Objectif A: Recopiez intégralement et sans la moindre modification le texte sur l'alerte de l'ADULLACT concernant les brevets logiciels.

La FFII France

Accueil > Brevets logiciels > L’ADULLACT alerte M. Jacques CHIRAC sur la dangerosité des brevets (...)

L’ADULLACT alerte M. Jacques CHIRAC sur la dangerosité des brevets logiciels.

vendredi 8 octobre 2004

Dans une lettre adressée à M. Jacques CHIRAC, Président de la République, M. François ELIE, Président de l’ADULLACT (Association des développeurs et utilisateurs de logiciels libres pour l’administration et les collectivités territoriales) souligne le danger que symbolise les brevets logiciels et la menace qu’ils représentent pour le développement des logiciels libres.

Monsieur le Président de la République,

Vous avez déclaré en 2002 : « le projet de directive européenne sur la brevetabilité des logiciels n’est pas acceptable » et vous indiquiez que la France devait se montrer vigilante « envers toute extension du champ de la brevetabilité des logiciels qui pourrait menacer le développement du logiciel libre. ».

Enregistrements à utiliser:
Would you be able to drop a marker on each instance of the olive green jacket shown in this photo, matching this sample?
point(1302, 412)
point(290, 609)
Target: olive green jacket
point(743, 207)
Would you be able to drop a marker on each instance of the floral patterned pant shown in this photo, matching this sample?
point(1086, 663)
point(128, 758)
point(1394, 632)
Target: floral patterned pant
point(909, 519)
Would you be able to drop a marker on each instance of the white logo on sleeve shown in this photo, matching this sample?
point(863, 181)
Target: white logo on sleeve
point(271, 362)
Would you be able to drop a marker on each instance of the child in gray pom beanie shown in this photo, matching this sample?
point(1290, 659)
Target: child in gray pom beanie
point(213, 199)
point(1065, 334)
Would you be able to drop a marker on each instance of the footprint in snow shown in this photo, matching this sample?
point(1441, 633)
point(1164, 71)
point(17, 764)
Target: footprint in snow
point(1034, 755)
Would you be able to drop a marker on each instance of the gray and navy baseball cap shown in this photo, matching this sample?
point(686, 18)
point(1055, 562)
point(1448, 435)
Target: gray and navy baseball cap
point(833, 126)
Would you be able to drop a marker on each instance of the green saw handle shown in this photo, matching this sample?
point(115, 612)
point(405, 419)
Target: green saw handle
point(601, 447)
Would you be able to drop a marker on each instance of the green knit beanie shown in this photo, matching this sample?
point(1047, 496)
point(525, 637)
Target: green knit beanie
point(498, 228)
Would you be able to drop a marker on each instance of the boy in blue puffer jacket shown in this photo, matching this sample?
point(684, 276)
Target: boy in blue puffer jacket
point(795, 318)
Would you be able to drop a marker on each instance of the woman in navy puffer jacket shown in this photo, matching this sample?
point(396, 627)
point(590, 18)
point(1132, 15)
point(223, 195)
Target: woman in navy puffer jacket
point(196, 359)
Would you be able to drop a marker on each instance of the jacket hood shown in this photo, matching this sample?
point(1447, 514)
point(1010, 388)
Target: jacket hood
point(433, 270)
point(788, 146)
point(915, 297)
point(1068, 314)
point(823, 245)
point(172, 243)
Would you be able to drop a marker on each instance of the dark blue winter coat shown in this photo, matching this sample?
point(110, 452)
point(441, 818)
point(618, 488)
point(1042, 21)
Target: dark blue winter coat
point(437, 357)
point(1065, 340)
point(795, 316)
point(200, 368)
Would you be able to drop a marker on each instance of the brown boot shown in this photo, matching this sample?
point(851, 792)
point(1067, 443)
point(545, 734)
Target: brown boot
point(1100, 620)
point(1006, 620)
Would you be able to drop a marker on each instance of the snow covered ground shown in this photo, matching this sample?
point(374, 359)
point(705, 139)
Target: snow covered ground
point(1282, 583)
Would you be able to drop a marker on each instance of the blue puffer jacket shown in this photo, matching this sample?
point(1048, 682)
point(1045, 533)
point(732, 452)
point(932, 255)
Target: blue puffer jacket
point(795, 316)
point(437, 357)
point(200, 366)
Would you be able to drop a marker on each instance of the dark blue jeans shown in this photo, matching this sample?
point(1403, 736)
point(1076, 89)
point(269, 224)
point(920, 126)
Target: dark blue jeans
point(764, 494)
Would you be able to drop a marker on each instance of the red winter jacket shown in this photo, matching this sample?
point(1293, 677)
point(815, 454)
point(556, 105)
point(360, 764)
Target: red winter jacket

Objectif B: Reproduisez à l'échelle 0,5 les enregistrements, depuis leur début jusqu'à la ligne contenant "point(909, 519)" incluse, demandes comprises : multipliez par 0,5 les coordonnées des points de réponse et arrondissez chaque résultat à l'entier le plus proche, les demis vers le haut. Ne renvoyez que ces lignes.

Réponse A:
La FFII France

Accueil > Brevets logiciels > L’ADULLACT alerte M. Jacques CHIRAC sur la dangerosité des brevets (...)

L’ADULLACT alerte M. Jacques CHIRAC sur la dangerosité des brevets logiciels.

vendredi 8 octobre 2004

Dans une lettre adressée à M. Jacques CHIRAC, Président de la République, M. François ELIE, Président de l’ADULLACT (Association des développeurs et utilisateurs de logiciels libres pour l’administration et les collectivités territoriales) souligne le danger que symbolise les brevets logiciels et la menace qu’ils représentent pour le développement des logiciels libres.

Monsieur le Président de la République,

Vous avez déclaré en 2002 : « le projet de directive européenne sur la brevetabilité des logiciels n’est pas acceptable » et vous indiquiez que la France devait se montrer vigilante « envers toute extension du champ de la brevetabilité des logiciels qui pourrait menacer le développement du logiciel libre. ».

Réponse B:
Would you be able to drop a marker on each instance of the olive green jacket shown in this photo, matching this sample?
point(1302, 412)
point(290, 609)
Target: olive green jacket
point(372, 104)
Would you be able to drop a marker on each instance of the floral patterned pant shown in this photo, matching this sample?
point(1086, 663)
point(128, 758)
point(1394, 632)
Target: floral patterned pant
point(455, 260)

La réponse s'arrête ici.